待完成 —
将下面材料中的全部内容逐行照原样摘录出来，一字不改。

原始材料 —
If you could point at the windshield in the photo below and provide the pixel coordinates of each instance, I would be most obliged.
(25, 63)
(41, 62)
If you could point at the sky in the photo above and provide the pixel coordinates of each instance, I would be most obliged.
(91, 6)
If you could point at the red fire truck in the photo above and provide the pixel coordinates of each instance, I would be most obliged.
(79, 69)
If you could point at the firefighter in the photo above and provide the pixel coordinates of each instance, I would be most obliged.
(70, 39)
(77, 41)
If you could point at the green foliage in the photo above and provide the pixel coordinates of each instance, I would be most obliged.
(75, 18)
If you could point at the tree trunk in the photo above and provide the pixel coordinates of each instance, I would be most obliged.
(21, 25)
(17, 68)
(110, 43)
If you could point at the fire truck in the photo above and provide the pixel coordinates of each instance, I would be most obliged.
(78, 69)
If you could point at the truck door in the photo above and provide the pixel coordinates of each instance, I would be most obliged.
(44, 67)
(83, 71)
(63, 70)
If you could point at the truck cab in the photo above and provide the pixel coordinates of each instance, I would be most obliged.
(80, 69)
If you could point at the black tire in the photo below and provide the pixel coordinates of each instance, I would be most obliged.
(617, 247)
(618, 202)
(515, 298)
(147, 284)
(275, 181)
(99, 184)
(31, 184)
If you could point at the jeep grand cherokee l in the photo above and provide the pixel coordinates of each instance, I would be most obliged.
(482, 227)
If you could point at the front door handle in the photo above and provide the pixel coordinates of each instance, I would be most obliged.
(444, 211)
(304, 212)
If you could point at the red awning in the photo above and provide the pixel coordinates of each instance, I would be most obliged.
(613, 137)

正确输出 —
If you could point at the windshield in the photo below and provide the pixel coordinates of each instance, I would be most obliged.
(25, 63)
(41, 62)
If you could point at the sky in the photo above and provide the pixel coordinates of each instance, I would be most obliged.
(91, 6)
If you could point at the red fire truck in the photo above and provide the pixel coordinates of each instance, I would be most obliged.
(79, 69)
If you could point at the firefighter in the photo above and provide the pixel coordinates of each instance, I would be most obliged.
(70, 39)
(77, 41)
If you could point at the green foliage in the photo above and provide the pixel coordinates of each instance, I would be most obliged.
(75, 18)
If you could point at the tree trunk in the photo above and provide the pixel coordinates of each instance, I would be most obliged.
(21, 25)
(17, 68)
(110, 43)
If you could point at the fire truck in the photo above and provide the pixel coordinates of each instance, I would be most obliged.
(78, 69)
If you could point at the truck door in the photo above and provide the pixel coordinates of each instance, I would be most obliged.
(44, 67)
(83, 71)
(63, 70)
If you could point at the truck cab in the photo above and provide the pixel coordinates of each instance, I would be most obliged.
(80, 69)
If you could point at the black tire in the photo below and provide the pixel coordinates of each instance, I would be most obliged.
(617, 247)
(618, 202)
(515, 298)
(147, 284)
(275, 181)
(99, 184)
(31, 184)
If you could point at the jeep grand cherokee l in the photo above and provide the pixel coordinates of each instance, I would be most obliged.
(482, 227)
If you could point at the front door handle in the photo above and provide the pixel coordinates of each instance, I would be most obliged.
(444, 211)
(304, 212)
If you could point at the red awning in the photo above and provide the pixel coordinates of each instance, I would be most obliged.
(613, 137)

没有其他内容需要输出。